What you are asked to do:
Rewrite the lines from the start of the records up to and including the line containing "106], [105, 188]]" as a numbered list, leaving out any blank lines.
========
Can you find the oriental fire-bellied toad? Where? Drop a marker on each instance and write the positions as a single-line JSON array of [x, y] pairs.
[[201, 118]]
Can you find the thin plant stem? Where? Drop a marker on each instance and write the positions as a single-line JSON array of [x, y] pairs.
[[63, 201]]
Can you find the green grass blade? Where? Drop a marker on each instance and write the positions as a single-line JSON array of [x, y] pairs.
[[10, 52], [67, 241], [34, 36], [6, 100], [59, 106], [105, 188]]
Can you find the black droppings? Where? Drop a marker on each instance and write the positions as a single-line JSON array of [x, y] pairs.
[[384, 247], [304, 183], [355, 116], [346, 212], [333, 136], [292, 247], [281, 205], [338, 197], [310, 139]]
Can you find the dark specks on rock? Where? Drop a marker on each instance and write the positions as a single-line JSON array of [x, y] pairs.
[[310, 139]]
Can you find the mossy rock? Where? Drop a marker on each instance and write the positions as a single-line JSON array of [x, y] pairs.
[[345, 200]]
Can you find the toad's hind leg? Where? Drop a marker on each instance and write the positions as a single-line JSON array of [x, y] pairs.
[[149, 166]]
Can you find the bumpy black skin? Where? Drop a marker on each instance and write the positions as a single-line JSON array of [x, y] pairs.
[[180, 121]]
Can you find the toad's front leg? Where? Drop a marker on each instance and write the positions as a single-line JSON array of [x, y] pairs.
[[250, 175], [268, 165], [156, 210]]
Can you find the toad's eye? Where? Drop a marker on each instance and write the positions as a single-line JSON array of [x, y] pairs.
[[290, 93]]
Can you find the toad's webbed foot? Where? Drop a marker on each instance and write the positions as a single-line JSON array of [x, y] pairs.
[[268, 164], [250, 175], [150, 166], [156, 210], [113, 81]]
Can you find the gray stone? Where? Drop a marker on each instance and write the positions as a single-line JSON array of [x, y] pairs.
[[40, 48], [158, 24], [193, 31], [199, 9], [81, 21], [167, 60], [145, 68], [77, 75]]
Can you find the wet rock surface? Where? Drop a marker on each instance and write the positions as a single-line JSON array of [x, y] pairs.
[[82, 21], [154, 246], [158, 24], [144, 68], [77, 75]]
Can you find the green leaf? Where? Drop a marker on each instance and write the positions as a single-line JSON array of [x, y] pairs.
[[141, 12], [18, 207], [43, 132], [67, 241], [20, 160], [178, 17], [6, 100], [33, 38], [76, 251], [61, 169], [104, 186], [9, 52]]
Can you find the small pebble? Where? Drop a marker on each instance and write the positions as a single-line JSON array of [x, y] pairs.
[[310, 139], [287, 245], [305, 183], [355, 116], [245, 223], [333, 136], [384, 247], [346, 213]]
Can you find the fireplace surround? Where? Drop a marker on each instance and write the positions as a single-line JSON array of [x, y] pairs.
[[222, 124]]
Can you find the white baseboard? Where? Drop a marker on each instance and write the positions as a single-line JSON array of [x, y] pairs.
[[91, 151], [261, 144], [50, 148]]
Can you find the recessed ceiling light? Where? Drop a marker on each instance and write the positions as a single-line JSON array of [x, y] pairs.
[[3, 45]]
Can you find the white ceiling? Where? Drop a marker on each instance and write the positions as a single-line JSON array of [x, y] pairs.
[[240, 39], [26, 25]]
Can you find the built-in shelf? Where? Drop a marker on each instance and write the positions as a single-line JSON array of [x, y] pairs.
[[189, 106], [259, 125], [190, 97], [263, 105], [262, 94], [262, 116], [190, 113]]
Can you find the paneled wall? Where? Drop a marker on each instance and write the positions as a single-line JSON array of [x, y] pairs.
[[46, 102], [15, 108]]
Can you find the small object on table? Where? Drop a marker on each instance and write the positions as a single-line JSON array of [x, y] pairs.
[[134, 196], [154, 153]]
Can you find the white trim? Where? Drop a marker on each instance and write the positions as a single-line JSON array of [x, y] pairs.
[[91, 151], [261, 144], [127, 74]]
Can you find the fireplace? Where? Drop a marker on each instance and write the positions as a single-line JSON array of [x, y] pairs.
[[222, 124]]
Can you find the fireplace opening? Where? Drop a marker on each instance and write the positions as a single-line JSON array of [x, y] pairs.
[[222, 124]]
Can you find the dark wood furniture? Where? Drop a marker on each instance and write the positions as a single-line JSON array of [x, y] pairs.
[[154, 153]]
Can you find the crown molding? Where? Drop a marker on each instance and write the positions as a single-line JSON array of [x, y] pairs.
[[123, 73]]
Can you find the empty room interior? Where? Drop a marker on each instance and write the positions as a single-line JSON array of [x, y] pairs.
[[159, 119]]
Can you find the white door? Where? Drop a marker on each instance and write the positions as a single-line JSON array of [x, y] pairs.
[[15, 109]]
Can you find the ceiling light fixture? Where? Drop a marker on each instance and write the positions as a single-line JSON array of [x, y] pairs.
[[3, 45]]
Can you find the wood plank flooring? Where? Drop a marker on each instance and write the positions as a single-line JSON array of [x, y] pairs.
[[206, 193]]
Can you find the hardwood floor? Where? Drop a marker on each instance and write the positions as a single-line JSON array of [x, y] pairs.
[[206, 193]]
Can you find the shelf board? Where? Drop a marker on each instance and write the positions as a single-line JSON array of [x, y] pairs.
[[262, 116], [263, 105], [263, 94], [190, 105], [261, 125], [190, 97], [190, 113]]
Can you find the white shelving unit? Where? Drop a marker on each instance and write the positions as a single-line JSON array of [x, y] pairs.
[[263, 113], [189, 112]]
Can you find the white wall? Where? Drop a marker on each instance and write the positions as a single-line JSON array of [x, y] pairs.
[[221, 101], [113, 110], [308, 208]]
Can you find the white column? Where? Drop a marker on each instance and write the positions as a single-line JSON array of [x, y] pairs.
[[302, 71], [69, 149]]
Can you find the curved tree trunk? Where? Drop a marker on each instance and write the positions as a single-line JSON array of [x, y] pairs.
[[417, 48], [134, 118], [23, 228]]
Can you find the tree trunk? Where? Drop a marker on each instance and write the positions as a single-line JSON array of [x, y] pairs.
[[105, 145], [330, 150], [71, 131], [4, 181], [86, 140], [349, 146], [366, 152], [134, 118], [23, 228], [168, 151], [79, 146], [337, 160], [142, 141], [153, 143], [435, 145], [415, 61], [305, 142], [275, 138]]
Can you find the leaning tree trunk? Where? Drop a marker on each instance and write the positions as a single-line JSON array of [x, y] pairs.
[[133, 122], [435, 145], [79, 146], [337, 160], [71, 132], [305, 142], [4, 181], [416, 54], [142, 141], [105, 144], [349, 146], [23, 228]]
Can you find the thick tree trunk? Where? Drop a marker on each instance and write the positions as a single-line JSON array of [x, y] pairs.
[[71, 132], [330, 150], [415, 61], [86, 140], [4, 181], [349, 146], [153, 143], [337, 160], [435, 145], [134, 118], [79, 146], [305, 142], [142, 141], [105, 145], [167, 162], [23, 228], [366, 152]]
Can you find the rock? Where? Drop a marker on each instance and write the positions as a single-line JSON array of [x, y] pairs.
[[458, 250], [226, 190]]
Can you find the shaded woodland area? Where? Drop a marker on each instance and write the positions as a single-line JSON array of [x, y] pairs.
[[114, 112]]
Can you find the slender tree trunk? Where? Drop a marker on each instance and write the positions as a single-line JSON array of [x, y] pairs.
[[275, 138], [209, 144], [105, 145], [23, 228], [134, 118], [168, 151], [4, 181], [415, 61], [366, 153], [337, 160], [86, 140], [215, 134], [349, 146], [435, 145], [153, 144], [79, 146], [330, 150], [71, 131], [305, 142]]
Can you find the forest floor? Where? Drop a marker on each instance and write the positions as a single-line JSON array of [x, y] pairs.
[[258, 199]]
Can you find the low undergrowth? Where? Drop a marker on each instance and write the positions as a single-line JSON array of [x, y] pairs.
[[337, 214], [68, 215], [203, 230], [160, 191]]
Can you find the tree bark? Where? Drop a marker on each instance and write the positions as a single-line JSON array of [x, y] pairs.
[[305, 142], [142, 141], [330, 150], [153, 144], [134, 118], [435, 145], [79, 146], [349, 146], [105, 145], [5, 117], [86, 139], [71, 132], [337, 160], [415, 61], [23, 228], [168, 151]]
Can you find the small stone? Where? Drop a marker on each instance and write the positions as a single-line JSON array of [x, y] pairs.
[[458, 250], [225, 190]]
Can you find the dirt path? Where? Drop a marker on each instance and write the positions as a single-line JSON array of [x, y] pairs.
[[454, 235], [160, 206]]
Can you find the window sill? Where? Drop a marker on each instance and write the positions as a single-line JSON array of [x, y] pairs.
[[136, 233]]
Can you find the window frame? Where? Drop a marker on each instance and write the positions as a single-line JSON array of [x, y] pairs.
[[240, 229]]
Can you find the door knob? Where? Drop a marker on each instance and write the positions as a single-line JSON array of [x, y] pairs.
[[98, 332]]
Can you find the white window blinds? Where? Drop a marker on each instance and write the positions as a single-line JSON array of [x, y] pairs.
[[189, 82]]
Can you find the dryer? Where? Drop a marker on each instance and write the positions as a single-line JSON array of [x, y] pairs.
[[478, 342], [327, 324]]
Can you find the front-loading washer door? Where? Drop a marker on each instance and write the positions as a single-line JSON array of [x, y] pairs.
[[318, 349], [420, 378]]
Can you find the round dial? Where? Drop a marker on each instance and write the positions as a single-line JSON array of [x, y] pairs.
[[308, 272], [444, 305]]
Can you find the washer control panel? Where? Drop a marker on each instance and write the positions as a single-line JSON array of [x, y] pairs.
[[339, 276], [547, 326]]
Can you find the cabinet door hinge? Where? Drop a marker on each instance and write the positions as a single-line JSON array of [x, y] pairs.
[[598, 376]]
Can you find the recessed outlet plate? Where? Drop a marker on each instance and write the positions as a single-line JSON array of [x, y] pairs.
========
Exercise solution:
1. Can you find the oriental fire-bellied toad? Where? Drop a marker on each instance and write the positions as a single-line JSON array of [x, y] pairs.
2. [[201, 118]]
3. Can you find the thin plant stem? Where? Drop a marker on each instance and write the positions as a single-line JSON array of [x, y] pairs.
4. [[63, 201]]
5. Can you find the green grass blade? Where? Drop a marker on each instance and write the positions as a single-line JSON array of [x, y] pairs.
6. [[10, 52], [67, 241], [34, 36], [6, 100], [59, 106], [105, 188]]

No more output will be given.